(Rows from an object pointing dataset)
-- BEGIN --
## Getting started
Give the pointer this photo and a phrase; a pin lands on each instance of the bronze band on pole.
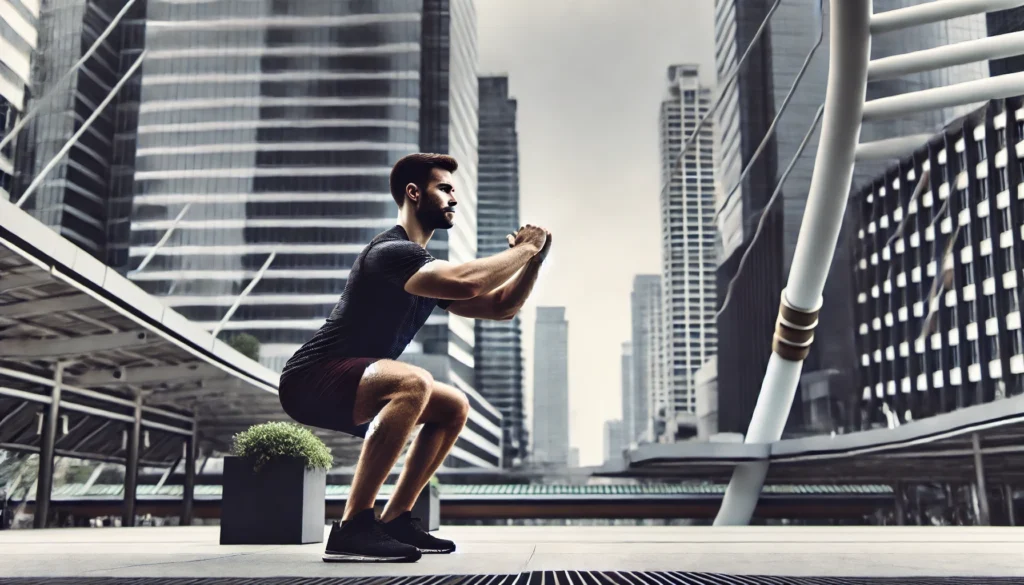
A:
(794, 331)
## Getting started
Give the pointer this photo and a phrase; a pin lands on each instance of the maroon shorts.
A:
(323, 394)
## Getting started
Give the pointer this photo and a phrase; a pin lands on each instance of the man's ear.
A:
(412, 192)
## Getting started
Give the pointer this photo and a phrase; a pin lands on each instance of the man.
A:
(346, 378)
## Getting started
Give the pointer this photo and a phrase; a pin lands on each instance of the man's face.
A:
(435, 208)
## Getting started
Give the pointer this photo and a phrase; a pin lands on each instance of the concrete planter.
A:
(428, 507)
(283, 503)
-- END --
Given exercise: Reproduce every line of the records above, requests included, but multiply each point coordinate in the answers by 1.55 and round it to a whole number, rounding halves up. Leave the pictures out of your answer.

Result:
## Getting started
Give the pointer this photo and a phrase; a pin lands on each instance of the bronze band on pole.
A:
(1231, 513)
## Getting started
Give the pointer this photo and a phrase; a pin lands on each instance of the maroon shorts.
A:
(501, 611)
## Getting started
Give the pointer this photo and a phrase; a pin lands on each instance of the man's ear.
A:
(639, 298)
## Getting started
Give the pointer this photo and a phrase; a pin lands on each instance of the man.
A:
(536, 586)
## Getting started
Give the pointer this photo and a phrase; a pin lands on each instance of the man's face.
A:
(674, 322)
## Getting started
Give the pointer this photo and a phrase; a pin lands on each instance of the concrete planter.
A:
(663, 786)
(439, 780)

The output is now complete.